+++ Records shown +++

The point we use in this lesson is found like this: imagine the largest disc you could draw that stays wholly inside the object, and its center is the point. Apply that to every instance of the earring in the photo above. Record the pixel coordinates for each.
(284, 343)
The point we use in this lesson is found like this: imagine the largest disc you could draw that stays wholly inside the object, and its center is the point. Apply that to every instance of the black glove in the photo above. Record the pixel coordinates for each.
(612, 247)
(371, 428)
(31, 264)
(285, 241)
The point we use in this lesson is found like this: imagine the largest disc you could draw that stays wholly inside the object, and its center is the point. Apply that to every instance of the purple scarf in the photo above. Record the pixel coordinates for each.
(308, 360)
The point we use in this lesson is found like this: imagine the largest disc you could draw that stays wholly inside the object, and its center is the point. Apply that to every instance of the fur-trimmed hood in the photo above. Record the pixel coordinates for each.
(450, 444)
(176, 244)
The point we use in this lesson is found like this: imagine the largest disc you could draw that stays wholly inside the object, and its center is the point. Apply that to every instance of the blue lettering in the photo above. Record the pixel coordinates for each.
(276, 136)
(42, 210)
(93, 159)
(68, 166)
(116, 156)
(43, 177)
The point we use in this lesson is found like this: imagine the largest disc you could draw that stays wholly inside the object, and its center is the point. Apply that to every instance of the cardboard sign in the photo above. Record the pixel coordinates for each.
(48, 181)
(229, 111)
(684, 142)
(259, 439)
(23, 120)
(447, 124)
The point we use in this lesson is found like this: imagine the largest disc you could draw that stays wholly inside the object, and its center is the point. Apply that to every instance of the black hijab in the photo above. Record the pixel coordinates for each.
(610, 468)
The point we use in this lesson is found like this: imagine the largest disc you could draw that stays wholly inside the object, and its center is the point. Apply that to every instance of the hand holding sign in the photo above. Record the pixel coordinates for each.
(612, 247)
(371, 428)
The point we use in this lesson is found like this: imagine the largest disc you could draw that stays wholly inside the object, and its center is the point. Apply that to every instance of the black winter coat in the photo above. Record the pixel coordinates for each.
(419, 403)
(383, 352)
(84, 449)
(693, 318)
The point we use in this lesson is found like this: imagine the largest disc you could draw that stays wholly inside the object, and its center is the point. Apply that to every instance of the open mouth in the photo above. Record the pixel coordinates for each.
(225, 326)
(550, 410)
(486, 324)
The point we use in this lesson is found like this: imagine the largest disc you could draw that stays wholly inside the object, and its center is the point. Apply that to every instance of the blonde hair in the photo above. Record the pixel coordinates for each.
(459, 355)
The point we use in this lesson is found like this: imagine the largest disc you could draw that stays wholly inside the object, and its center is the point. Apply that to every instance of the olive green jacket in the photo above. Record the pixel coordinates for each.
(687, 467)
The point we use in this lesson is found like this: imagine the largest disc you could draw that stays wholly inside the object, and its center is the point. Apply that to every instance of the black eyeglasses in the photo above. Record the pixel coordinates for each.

+++

- _Problem to work on_:
Restate each of the entries above verbatim.

- _Solution for this task_:
The point we use in this lesson is found like this: imagine the largest disc you could draw that stays wholly inside the object, and its center is the point. Apply that to every instance of the earring in the photo above. Record the pixel coordinates for each.
(284, 343)
The point we use in this lesson is found like this: imagine the largest disc you could draw that stays wholly inside the object, and its center is the point. Apply that to every instance of the black glove in the photo above. Record the pixel coordinates for each.
(612, 247)
(371, 428)
(31, 264)
(285, 241)
The point we use in this lesson is found like this: imagine the largest disc you could draw that stays wholly inside the object, and its center is the point. Apply that to every instance of the purple scarf in the photo above. Record the pixel coordinates for each.
(308, 360)
The point we use in this lesson is found like this: imagine the largest disc you could draw that stays wholly inside the object, and its center is the point. Apply that to every instance of the fur-trimmed hood in the photo above. Record the pixel coordinates for each.
(450, 444)
(176, 244)
The point we use in this lesson is found like this: imagine the largest disc you could draw that stays wholly inside the object, and its center is the point. Apply that to every instance of the blue lettering in the photo above. Record the pixel coordinates for each.
(276, 136)
(42, 210)
(93, 159)
(68, 166)
(116, 156)
(43, 177)
The point we use in this lesson is found like this: imagine the largest disc you could draw that stays wholly inside the object, and its center is the point. Apply that to every instance of the cardboard sign in the photo above. Record the pixel coordinates for each.
(48, 181)
(229, 111)
(684, 142)
(259, 439)
(23, 120)
(447, 124)
The point we use in this lesson is found like this: imagine the largest disc you could draw that stays wholly inside the object, and its center is the point. Apply that to every instance of the black hijab in the photo above. Record the pixel coordinates for each.
(610, 468)
The point we use in this lesson is found like this: imagine the largest disc you could draw that stays wholly inside the object, and its center is the point. Apply that to every instance of the hand holding sign in the photo above. Record the pixel coordinates for each.
(612, 247)
(371, 428)
The point we use in this lesson is found like this: imagine the largest disc you could draw that stays wholly inside the object, and its center is the point. Apply that to every instance of the black winter coat in the photo above. Record the pixel coordinates for each.
(419, 403)
(383, 352)
(84, 449)
(693, 318)
The point we use in this lesson is found like this: imagine the largest disc you could draw that stays wholly inside the object, and its center is the point. Apply that to every instance of the open mouth in the photo above. Record the pixel coordinates for each.
(225, 326)
(550, 410)
(486, 324)
The point we use in this lesson is found like this: imagine the largest disc you could draw that stays wholly inside the object, and its center is the point. Apply that to every instance of the blonde hair in the photo above. Record the pixel coordinates for each.
(459, 355)
The point we use in this lesson is found like this: imagine the largest disc you could draw that stays wholly inside the object, and its center is the point. Apply that to every instance of the olive green jacket in the photo above. Record the pixel coordinates for each.
(687, 467)
The point we use in this lesson is found like this: imagine the largest disc you could draw that stays wholly inside the object, and its center is the point. Apply that to every instance of the black eyeglasses in the photo above. Record the pixel coordinates for each.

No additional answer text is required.